(Pointing records)
· · · · · · ·

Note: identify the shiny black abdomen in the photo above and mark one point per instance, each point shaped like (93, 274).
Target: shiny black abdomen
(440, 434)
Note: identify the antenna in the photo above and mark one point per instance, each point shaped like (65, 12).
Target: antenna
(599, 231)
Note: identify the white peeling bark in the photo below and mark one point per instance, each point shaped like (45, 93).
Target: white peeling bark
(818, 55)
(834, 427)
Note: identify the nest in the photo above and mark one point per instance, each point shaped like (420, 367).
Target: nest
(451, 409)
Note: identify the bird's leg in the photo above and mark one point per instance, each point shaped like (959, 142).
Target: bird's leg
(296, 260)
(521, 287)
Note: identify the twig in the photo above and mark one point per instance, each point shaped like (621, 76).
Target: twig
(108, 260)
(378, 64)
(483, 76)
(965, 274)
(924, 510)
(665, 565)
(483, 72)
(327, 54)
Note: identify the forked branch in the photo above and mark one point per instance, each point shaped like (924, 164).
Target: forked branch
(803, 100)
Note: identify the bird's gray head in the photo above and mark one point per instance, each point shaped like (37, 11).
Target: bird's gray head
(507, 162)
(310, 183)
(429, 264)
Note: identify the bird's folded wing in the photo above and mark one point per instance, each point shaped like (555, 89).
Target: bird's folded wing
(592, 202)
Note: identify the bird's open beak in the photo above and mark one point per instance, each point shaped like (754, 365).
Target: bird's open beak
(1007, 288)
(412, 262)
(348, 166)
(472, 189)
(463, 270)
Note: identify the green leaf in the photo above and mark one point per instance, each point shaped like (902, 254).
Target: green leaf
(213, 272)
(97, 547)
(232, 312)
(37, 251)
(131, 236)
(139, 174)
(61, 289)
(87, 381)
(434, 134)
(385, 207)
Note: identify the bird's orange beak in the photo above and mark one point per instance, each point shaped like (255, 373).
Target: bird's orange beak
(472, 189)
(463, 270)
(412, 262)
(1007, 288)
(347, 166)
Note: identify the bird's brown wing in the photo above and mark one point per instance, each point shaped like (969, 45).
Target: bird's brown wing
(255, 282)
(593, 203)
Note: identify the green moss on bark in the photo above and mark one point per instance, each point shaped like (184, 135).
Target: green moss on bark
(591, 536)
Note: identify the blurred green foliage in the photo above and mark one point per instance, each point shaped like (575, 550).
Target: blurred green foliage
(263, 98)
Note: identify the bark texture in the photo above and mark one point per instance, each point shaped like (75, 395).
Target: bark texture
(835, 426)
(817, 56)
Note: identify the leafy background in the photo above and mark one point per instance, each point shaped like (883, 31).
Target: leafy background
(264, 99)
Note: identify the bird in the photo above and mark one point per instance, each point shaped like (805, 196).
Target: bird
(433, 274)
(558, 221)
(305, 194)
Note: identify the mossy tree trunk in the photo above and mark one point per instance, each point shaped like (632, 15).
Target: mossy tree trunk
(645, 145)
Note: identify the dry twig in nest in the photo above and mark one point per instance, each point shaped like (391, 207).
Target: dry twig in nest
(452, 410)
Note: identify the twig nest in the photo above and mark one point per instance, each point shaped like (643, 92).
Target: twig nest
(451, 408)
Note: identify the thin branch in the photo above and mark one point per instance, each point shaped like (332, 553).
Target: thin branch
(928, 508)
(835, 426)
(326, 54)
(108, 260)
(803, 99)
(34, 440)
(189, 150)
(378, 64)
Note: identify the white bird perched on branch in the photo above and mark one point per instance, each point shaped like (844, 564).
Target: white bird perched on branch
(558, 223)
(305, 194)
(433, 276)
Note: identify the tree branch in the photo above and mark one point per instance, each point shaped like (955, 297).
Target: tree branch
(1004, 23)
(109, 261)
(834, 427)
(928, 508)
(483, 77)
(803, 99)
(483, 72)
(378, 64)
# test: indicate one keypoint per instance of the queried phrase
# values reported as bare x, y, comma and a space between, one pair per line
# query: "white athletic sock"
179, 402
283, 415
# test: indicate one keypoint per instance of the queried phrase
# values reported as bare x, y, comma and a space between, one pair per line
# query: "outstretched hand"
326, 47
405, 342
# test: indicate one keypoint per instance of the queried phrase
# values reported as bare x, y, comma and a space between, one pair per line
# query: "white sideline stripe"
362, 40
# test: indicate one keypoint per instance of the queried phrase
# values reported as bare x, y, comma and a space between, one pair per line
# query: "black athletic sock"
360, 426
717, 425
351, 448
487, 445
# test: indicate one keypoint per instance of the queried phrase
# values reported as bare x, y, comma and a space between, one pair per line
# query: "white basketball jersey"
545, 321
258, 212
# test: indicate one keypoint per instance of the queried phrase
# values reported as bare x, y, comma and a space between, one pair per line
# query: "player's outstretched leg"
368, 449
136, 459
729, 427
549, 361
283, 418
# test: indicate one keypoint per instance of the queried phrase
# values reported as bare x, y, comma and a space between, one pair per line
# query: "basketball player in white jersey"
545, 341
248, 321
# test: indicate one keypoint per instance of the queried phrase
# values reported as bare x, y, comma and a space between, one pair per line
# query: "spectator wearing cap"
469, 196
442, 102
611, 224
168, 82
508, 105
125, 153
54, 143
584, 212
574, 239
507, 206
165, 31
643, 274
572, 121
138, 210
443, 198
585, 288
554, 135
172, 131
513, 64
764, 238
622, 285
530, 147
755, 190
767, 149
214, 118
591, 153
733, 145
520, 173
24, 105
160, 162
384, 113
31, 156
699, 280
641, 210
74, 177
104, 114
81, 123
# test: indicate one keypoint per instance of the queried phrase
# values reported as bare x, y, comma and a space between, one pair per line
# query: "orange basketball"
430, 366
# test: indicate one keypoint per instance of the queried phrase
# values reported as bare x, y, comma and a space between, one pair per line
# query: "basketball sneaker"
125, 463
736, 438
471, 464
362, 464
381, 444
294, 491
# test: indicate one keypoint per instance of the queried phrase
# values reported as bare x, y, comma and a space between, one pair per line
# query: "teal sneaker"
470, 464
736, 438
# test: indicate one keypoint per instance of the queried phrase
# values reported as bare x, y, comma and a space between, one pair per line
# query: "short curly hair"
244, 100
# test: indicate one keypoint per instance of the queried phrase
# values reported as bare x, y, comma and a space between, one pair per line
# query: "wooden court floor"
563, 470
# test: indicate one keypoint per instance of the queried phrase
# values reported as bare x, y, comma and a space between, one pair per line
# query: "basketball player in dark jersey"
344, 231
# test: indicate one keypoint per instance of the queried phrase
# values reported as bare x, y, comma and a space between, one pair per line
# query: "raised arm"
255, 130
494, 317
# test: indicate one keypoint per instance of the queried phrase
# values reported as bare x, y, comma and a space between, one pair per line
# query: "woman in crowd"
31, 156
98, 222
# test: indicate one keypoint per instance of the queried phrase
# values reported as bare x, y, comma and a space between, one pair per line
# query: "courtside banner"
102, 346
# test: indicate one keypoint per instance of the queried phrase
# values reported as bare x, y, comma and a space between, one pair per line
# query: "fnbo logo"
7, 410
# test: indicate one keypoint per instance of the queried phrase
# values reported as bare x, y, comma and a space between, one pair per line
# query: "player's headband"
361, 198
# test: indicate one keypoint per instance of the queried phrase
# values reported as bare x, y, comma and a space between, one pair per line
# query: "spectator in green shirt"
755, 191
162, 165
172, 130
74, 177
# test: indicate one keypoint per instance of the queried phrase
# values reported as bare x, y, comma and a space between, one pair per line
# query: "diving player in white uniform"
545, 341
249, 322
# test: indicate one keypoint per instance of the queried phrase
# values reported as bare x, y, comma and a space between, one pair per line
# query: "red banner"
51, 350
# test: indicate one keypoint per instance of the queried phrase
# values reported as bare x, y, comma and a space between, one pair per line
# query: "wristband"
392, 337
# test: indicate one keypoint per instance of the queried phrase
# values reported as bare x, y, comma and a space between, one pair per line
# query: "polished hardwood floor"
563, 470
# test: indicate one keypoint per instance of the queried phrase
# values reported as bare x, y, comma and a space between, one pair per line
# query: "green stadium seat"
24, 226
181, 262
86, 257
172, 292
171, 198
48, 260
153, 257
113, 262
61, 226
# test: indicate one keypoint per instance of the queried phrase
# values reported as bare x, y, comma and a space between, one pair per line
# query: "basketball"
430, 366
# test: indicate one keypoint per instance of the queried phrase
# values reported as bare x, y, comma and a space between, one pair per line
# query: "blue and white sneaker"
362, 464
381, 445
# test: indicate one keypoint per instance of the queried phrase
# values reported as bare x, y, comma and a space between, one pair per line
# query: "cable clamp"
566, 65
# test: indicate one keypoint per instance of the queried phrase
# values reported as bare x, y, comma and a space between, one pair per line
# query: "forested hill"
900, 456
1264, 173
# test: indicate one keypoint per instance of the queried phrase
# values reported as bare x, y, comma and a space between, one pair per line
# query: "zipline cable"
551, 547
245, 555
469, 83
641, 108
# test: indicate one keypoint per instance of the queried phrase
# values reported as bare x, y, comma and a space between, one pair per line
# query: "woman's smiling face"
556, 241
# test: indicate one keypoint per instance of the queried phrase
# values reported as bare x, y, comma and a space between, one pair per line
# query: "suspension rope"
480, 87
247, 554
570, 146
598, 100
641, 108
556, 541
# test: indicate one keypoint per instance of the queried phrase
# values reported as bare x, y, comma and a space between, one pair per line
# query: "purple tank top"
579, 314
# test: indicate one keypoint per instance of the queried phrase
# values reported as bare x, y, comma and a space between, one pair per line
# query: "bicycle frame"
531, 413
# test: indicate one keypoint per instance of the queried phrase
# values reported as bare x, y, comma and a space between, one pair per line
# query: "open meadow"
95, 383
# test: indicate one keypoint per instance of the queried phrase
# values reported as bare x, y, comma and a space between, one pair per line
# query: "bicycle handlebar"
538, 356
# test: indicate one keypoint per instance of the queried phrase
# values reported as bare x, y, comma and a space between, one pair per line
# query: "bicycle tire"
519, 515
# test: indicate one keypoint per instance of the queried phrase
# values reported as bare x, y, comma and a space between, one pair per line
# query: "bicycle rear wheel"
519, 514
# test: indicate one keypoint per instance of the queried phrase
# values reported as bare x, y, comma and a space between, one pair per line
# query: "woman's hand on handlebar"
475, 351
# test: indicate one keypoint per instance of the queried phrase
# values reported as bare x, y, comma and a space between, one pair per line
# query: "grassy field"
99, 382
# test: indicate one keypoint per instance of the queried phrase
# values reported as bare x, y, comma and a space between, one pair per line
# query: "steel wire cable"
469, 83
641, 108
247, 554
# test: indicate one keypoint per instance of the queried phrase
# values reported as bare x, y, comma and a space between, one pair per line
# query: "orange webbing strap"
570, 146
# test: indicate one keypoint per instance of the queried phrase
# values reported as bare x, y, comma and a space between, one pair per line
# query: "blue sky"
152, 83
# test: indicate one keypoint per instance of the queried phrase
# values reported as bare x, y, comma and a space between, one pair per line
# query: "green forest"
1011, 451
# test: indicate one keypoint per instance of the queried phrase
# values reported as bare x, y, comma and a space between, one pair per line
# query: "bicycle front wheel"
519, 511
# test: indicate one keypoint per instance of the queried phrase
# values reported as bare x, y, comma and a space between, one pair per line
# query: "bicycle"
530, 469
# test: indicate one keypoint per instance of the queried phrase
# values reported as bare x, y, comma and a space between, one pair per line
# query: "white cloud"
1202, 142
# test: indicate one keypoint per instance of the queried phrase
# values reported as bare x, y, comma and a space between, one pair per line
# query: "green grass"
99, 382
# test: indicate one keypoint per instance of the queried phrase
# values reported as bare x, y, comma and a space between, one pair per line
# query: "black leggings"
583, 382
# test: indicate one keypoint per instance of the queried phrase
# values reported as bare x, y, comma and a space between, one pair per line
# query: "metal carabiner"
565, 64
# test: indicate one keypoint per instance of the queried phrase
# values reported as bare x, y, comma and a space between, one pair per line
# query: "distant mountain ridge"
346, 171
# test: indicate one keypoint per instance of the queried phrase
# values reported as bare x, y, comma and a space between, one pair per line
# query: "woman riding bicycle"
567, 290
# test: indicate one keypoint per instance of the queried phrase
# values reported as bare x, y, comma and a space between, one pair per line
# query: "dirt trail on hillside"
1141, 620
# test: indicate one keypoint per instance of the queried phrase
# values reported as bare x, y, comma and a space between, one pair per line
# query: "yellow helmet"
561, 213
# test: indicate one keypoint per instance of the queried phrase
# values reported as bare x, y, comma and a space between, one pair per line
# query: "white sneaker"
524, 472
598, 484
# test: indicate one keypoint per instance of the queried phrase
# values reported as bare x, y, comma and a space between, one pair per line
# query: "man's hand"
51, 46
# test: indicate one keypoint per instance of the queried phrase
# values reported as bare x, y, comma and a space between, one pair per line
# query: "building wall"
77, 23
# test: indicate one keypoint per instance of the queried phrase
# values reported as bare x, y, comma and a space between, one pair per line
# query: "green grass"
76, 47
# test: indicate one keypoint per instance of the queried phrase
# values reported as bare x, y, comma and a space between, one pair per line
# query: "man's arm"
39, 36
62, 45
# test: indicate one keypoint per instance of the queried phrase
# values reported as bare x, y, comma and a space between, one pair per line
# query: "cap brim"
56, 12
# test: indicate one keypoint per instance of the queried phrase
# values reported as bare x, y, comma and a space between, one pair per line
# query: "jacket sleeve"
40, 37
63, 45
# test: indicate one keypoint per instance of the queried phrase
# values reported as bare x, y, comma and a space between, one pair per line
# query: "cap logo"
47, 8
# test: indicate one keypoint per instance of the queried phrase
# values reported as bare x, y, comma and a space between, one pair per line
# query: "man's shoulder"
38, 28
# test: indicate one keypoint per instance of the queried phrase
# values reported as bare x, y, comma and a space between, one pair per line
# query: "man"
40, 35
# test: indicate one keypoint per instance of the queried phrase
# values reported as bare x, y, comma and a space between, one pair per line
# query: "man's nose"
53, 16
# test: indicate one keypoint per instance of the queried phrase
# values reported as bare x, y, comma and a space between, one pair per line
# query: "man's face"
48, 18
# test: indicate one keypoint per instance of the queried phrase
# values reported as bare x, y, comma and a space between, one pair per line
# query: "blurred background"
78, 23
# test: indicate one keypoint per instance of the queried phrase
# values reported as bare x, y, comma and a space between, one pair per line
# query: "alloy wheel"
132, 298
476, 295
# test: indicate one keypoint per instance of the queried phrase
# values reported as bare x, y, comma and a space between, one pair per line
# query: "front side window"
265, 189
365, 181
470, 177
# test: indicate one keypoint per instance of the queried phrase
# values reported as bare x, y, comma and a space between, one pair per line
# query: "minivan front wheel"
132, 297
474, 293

· · · · · · ·

What the task requires: Pick out every line of the material above that contains the string "peeling", and copy each one.

Answer to this exercise:
Note: identify the white peeling bark in the photo below and mark one point per instance, each point shaped like (45, 93).
Target: white peeling bark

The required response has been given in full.